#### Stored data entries
>> Begin
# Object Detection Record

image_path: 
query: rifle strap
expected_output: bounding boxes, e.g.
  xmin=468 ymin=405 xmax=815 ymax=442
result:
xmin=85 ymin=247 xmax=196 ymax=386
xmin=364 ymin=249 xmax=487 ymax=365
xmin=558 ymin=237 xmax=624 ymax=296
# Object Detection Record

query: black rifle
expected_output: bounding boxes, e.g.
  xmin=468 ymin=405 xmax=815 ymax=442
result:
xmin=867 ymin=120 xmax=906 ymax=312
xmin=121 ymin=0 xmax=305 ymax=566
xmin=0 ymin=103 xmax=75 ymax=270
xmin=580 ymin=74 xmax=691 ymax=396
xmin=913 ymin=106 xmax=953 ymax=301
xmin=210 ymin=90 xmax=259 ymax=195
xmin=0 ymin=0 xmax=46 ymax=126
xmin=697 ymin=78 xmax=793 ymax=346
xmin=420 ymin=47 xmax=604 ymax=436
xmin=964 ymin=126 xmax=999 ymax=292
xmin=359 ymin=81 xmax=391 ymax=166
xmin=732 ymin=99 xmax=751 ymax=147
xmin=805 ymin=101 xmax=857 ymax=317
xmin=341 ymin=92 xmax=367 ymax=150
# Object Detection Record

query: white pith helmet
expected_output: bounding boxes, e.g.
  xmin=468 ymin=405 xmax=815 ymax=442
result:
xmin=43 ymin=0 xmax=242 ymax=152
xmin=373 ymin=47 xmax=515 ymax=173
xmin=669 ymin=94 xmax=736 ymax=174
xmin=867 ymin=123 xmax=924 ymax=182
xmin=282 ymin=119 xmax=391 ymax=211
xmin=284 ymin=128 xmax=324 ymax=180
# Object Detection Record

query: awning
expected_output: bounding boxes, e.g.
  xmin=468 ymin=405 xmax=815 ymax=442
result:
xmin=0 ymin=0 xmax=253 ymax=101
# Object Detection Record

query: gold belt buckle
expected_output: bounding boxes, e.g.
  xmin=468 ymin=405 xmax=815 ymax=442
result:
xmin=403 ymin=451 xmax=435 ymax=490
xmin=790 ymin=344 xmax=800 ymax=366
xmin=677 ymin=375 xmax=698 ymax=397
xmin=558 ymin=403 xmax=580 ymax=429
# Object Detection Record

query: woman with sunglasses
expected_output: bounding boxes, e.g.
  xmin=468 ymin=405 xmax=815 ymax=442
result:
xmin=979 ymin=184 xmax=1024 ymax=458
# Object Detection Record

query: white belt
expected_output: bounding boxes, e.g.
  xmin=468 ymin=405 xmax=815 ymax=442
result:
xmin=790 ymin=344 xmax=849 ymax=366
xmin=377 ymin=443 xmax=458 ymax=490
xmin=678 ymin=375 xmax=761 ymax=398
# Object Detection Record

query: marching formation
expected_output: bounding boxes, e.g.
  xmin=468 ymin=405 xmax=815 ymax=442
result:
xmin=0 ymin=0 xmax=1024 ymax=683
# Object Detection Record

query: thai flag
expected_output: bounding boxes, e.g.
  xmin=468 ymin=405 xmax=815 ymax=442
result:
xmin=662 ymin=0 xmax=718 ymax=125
>> End
#### BRIEF
Find every line of the material that contains the word "rifle", and copy each of those lines. Treat uppercase and lowercase as different.

#### FULL SOLUTION
query: rifle strap
query: black rifle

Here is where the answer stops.